++++ Provided data ++++
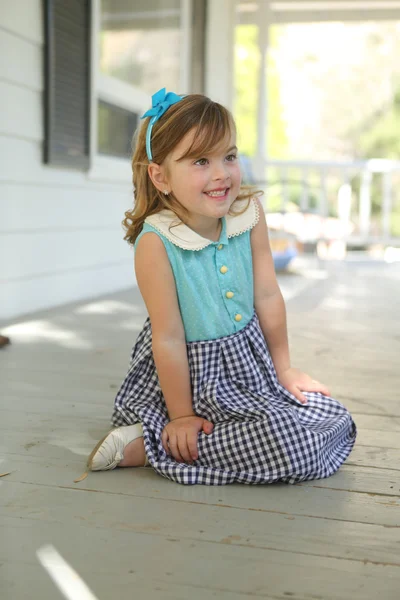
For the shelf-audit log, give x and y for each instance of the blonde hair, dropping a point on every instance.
(213, 123)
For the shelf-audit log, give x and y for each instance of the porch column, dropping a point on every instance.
(264, 20)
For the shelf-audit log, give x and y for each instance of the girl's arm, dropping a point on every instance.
(271, 312)
(157, 286)
(268, 299)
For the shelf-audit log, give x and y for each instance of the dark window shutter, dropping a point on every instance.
(198, 34)
(67, 83)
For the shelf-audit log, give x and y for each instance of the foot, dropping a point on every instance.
(110, 451)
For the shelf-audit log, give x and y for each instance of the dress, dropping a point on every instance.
(262, 433)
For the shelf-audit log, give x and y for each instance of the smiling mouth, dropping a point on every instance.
(217, 193)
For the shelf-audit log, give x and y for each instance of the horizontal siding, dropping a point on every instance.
(29, 295)
(21, 161)
(24, 62)
(32, 255)
(38, 208)
(23, 18)
(61, 236)
(21, 114)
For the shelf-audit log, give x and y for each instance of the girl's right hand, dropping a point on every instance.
(179, 437)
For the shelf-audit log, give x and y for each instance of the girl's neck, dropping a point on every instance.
(208, 230)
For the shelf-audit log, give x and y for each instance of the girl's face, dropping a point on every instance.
(205, 185)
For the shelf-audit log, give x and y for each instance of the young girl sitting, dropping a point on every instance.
(210, 396)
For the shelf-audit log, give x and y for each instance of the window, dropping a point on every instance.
(143, 45)
(67, 83)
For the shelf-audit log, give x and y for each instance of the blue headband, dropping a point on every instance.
(161, 101)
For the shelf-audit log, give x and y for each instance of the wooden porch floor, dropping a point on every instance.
(132, 534)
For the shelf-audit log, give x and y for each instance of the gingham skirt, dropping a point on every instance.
(262, 433)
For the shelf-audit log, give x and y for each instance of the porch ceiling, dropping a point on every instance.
(296, 11)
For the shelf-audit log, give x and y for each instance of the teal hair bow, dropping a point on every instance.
(161, 101)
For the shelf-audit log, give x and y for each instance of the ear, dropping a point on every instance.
(158, 176)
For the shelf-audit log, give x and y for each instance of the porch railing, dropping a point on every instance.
(357, 202)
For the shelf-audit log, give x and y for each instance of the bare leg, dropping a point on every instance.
(134, 454)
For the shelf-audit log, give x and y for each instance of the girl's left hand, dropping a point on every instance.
(295, 380)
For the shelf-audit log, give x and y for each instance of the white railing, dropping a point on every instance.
(357, 202)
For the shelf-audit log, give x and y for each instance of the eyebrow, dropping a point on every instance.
++++
Copy the data exactly. Any picture it contains is to be omitted.

For the shelf-audit log, give x and y for each instance of the blonde hair, dropping a point on every instance.
(213, 123)
For the shelf-audit log, give x and y for each instance of the porch column, dropping a point on every instance.
(264, 20)
For the shelf-audit log, give x and y for each instance of the girl's arm, dropping a point on every instance.
(271, 312)
(157, 286)
(268, 299)
For the shelf-audit log, give x and y for each instance of the dark window shutter, dropping a point on every instance.
(198, 34)
(67, 83)
For the shelf-audit log, give x and y for each instance of the foot, dropping a point on every instance.
(110, 451)
For the shelf-audit log, give x and y for each instance of the dress, dropping a point on every instance.
(262, 433)
For the shelf-audit log, give x and y for each instance of the smiling mouth, dropping a point on every instance.
(217, 193)
For the shelf-audit log, give x and y for each instance of the horizontal siding, dropping a point on every instance.
(29, 295)
(21, 161)
(24, 62)
(32, 255)
(38, 208)
(23, 18)
(61, 236)
(21, 114)
For the shelf-audit log, give x and y for each instance of the girl's right hand, dropping a point on every instance.
(179, 437)
For the shelf-audit log, give x and y for each instance of the girl's neck, dropping a point on every instance.
(208, 230)
For the shelf-audit log, give x and y for each instance of the girl's face, dropping a point on every instance.
(205, 185)
For the shelf-audit log, give x and y for each instance of the young girl sitting, dropping a point on every instance.
(210, 396)
For the shelf-audit log, give x and y for each instance of the window, dropping a point on every instance.
(143, 45)
(67, 83)
For the shelf-audit log, give x and y for each instance of the blue headband, dropping a point on every instance.
(161, 101)
For the shelf-audit log, give x and y for each instance of the wooden porch floor, dropping a point on every instance.
(132, 534)
For the shelf-audit log, give x and y for each instance of the gingham skirt, dropping a point on every instance.
(262, 433)
For the shelf-audit log, give x and y for each instance of the porch ceiling, dropping a point on every instance.
(296, 11)
For the shelf-audit log, give x and y for each instance of the teal hair bow, dropping a point on every instance.
(161, 101)
For the shelf-audit log, give x and y for each instance of the ear, dropping a point on every instance.
(158, 176)
For the shelf-audit log, give x and y for each instance of the porch railing, dropping a point on every instance.
(357, 202)
For the shelf-audit log, give x and y for each instance of the bare leg, dropping a point on every instance.
(134, 454)
For the shelf-audit log, give x and y for each instance of the girl's left hand, dropping a point on every instance.
(295, 380)
For the shelf-audit log, give x and y for each instance of the white railing, dropping a point on every instance.
(357, 202)
For the shelf-audit log, give x and y for each instance of the eyebrow, dropping a point on every instance.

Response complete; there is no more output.